- [Aim of the exercise]: From the listing below, copy every line that contains the string "positive". Case counts.
-- Task data follows --
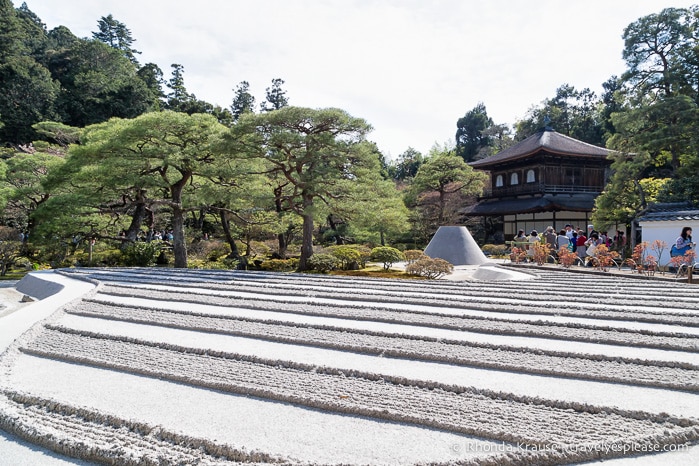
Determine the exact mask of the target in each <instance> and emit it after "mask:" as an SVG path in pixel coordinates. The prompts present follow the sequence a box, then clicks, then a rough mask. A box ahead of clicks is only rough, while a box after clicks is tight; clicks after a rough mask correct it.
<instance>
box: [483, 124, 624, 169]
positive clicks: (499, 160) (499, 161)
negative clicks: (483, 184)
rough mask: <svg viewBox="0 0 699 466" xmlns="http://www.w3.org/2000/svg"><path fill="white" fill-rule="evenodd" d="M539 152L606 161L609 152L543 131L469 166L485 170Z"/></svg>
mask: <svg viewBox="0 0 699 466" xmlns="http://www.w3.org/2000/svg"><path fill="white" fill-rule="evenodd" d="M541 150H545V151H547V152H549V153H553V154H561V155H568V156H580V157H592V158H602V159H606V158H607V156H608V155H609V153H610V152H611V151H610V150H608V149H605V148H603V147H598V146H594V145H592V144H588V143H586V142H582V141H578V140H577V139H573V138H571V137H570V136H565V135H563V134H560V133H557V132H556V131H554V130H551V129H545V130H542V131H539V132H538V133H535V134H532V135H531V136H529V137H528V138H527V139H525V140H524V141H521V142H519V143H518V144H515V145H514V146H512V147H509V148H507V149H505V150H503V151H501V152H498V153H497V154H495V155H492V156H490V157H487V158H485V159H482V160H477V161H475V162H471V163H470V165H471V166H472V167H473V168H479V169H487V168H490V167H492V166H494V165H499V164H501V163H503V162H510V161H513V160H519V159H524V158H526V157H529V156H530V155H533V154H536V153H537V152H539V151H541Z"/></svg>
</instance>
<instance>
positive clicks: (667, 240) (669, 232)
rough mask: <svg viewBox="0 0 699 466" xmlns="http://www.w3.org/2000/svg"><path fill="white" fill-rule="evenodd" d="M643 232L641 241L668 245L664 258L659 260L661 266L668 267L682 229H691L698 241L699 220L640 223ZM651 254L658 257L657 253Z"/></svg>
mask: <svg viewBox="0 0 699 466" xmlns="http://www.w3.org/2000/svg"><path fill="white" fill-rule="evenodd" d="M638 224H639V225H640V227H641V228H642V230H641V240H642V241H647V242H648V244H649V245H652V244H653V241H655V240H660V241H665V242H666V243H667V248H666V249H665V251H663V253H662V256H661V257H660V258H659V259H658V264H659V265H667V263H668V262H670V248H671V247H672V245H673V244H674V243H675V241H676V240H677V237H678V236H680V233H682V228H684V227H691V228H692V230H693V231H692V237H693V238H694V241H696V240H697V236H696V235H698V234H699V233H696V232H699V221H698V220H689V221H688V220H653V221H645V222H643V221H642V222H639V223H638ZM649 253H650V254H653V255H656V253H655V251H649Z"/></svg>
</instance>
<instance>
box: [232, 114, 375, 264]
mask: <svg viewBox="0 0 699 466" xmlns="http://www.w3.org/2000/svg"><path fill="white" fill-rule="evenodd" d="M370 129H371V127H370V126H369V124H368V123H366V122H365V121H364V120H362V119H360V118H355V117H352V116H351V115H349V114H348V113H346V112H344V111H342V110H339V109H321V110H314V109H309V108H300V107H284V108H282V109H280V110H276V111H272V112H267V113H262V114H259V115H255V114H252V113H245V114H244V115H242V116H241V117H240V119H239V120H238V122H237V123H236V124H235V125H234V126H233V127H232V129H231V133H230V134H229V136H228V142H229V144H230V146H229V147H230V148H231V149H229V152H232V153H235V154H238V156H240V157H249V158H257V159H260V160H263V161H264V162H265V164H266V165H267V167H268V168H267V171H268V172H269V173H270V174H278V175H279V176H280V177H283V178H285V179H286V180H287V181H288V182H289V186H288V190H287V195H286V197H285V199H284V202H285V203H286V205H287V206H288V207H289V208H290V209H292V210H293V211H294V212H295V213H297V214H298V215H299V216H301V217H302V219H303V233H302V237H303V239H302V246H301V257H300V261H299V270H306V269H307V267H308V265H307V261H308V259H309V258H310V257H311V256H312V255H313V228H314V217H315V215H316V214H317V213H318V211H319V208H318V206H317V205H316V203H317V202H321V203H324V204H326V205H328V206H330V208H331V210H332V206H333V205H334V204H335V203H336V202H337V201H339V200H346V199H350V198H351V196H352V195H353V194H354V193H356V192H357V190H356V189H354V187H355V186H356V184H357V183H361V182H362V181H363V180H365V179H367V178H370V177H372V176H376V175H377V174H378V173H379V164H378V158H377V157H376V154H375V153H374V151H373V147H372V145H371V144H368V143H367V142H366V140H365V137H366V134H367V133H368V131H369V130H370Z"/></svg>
-- Task data concluded --
-- Task data follows --
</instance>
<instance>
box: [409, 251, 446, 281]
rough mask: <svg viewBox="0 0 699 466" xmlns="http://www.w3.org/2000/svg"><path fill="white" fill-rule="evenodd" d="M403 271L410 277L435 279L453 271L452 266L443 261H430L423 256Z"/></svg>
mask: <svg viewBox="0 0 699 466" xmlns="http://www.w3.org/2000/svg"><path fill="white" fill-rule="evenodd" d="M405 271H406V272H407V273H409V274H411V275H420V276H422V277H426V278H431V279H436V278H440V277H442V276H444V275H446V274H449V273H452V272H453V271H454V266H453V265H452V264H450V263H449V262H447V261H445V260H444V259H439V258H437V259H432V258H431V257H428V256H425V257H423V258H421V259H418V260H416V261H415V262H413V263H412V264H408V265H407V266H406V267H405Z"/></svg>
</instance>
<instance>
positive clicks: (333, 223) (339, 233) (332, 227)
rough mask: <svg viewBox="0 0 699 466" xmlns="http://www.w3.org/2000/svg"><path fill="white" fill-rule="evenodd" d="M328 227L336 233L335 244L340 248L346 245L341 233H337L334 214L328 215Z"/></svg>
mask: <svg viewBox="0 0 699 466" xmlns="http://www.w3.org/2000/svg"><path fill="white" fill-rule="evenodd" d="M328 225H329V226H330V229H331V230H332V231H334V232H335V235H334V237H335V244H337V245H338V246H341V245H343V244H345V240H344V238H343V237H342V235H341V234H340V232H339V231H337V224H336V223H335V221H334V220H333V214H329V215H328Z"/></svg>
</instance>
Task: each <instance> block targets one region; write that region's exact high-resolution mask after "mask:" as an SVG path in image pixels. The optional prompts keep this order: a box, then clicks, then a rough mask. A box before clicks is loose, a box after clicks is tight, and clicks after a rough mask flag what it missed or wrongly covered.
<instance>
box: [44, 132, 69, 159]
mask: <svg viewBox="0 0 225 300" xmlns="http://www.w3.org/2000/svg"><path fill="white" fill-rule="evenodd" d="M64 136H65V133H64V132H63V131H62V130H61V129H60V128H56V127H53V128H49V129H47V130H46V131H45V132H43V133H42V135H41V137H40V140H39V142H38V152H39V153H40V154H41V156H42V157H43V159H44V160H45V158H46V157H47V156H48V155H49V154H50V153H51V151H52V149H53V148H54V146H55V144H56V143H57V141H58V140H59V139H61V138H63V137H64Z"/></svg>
-- Task data concluded --
- [Task answer]:
positive clicks: (499, 160) (499, 161)
positive clicks: (667, 240) (669, 232)
positive clicks: (333, 223) (339, 233) (332, 227)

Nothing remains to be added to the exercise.